SELECTED PASSAGE:
Skip to content

akaalias/obsidian-extract-pdf

Repository files navigation

Extract PDF text to Markdown

Allows you to extract the basic textual content of a PDF into a Markdown file. Works well with headings, paragraphs and lists.

Demo

How to use this plugin

After you've installed and activated the plugin:

  1. Drag your PDF into Obsidian
  2. Open the PDF within Obsidian
  3. Make sure the pane with your PDF is focused
  4. Click the "PDF to Markdown" button in the sidebar
  5. Edit the generated markdown file to your needs

Tips & Tricks for editing the generated markdown file

I just went ahead and turned a 500 page PDF into markdown and found that it worked better and faster than I expected.

Bulk-removing page footers

The book I used had the same footer on every page. That means they got copied into the markdown file over and over, too.

For bulk search-and-replace I use the Atom editor (https://atom.io):

  1. Copy the footer text into your clipboard
  2. Download and install Atom
  3. Open Atom and open the Markdown file inside
  4. Use "Find -> Find in Buffer" and paste the footer text
  5. Use the button "Replace" or "Replace All" to remove footer text

Remove a single space before a new line of text

Weirdly, sometimes, new lines of text had a space infront of them. Such as:

Some text

...which resulted in Obisidian treating it as a sub-block of the preceding line.

YOUR TASKS:
1. In the PDF-to-Markdown plugin description, condense the paragraph beginning "The book I used" into one shorter sentence.
2. Please extend the PDF-to-Markdown plugin description with a few sentences that pick up after its final line.
You won't need the listing for this.

Object point labels:
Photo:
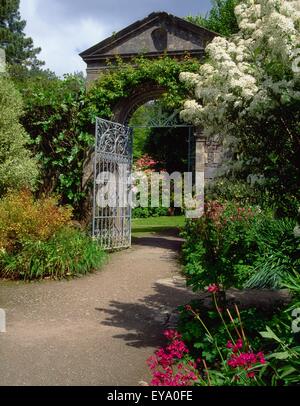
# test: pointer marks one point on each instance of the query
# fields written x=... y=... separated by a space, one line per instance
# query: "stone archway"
x=159 y=34
x=125 y=108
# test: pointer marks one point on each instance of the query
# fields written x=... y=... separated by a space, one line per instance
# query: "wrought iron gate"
x=112 y=167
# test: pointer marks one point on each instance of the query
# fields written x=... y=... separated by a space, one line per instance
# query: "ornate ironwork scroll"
x=112 y=169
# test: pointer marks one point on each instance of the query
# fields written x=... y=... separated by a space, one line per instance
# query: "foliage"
x=234 y=364
x=242 y=193
x=67 y=253
x=19 y=48
x=124 y=78
x=37 y=240
x=261 y=350
x=17 y=168
x=248 y=94
x=146 y=212
x=52 y=118
x=221 y=18
x=59 y=115
x=22 y=218
x=140 y=118
x=239 y=247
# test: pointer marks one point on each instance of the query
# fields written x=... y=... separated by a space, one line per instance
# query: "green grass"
x=156 y=224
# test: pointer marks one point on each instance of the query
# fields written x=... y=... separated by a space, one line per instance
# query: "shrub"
x=17 y=168
x=223 y=353
x=67 y=253
x=239 y=247
x=23 y=218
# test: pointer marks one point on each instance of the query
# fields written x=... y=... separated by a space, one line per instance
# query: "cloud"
x=64 y=28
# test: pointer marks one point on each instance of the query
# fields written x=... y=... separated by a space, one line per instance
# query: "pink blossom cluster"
x=146 y=162
x=166 y=370
x=235 y=347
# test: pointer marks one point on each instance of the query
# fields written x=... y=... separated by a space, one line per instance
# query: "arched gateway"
x=157 y=35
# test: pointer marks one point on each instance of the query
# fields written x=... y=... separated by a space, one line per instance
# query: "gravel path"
x=96 y=330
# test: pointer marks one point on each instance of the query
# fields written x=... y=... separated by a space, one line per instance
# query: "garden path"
x=96 y=330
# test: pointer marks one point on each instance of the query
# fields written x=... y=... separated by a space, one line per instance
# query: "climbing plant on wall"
x=123 y=78
x=59 y=114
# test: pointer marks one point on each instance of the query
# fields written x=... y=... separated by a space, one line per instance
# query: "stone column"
x=200 y=160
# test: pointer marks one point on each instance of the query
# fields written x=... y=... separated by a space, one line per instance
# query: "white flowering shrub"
x=251 y=73
x=248 y=95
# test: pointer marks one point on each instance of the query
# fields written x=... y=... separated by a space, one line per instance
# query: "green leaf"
x=270 y=334
x=280 y=355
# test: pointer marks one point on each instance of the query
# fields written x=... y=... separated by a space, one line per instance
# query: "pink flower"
x=250 y=374
x=245 y=360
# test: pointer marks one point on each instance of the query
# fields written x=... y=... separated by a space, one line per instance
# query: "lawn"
x=156 y=224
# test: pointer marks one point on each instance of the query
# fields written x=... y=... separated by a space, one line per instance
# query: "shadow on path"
x=144 y=320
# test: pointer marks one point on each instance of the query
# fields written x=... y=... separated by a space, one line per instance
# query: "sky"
x=64 y=28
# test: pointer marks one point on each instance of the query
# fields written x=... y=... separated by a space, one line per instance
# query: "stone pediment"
x=159 y=33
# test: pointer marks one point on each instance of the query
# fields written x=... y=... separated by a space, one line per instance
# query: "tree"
x=19 y=48
x=17 y=168
x=221 y=18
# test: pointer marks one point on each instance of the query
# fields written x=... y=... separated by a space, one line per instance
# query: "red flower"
x=250 y=374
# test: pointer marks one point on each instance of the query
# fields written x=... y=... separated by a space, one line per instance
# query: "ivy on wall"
x=59 y=115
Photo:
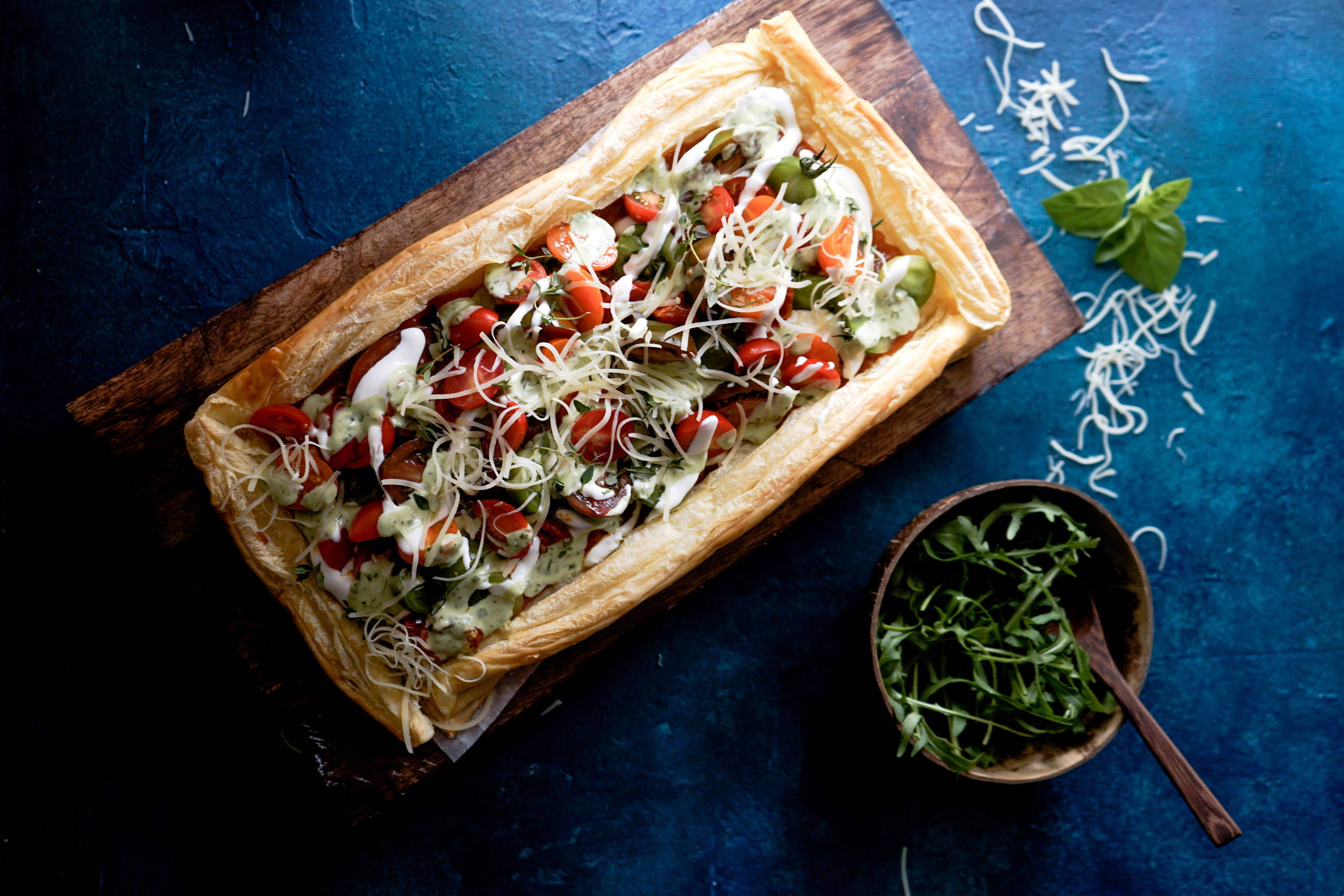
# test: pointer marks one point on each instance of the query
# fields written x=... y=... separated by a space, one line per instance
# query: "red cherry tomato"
x=502 y=519
x=715 y=207
x=307 y=466
x=835 y=249
x=355 y=454
x=560 y=240
x=758 y=206
x=757 y=350
x=474 y=385
x=643 y=206
x=807 y=374
x=553 y=532
x=725 y=435
x=601 y=436
x=470 y=331
x=428 y=536
x=510 y=429
x=365 y=526
x=283 y=420
x=338 y=554
x=816 y=349
x=753 y=303
x=584 y=300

FINAL ANSWERS:
1. The book's identical footer on every page was copied into the markdown file repeatedly.

2.
To remove the space for those lines, I used a regular expression search-and-replace:

  1. In "Find in current buffer" activate "Regex Search" (The .* icon)
  2. Enter ^([ ]|\t)+ into the search field
  3. Use the button "Replace" or "Replace All" to remove the space

Known issues

First-time use

If you had a PDF open in Obisidian before you installed and activated the plugin, hitting the button may not work. I've had this issue with other plugins as well. The code just doesn't hook up to already-open files.

The solution is to simply close the PDF note and re-open it. That will allow the plugin to hook into it.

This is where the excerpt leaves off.